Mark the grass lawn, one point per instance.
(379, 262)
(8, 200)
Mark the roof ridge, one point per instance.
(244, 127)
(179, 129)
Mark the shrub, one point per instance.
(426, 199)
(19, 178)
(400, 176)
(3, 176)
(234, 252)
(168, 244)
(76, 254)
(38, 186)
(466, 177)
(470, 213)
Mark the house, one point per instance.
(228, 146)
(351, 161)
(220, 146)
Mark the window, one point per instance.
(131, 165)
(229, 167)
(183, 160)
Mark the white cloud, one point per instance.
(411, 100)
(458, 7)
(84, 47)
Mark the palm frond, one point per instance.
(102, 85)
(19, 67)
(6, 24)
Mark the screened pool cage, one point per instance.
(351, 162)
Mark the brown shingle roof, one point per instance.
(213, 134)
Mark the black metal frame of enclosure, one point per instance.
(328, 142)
══════
Write out, word for word, every line from the one containing "Mark the roof ridge, one point per instance." through the last line of the records above.

**RESULT OF THIS TASK:**
Mark the roof ridge, one point per instance.
(244, 127)
(179, 129)
Mark the shrub, one point per instance.
(426, 199)
(19, 178)
(400, 176)
(3, 176)
(234, 252)
(168, 244)
(76, 254)
(38, 186)
(466, 177)
(470, 213)
Mark the house, one point per instance.
(228, 146)
(351, 161)
(220, 146)
Mark the window, one point per instance.
(131, 165)
(229, 167)
(183, 160)
Mark the white cloud, one point per instance.
(411, 100)
(458, 7)
(84, 47)
Mark the palm frond, one point per instance.
(102, 85)
(19, 67)
(6, 24)
Mark the screened pool cage, one point per instance.
(351, 162)
Mark the brown shingle roof, one point per instance.
(213, 134)
Mark the black metal frame of enclosure, one point per instance.
(328, 142)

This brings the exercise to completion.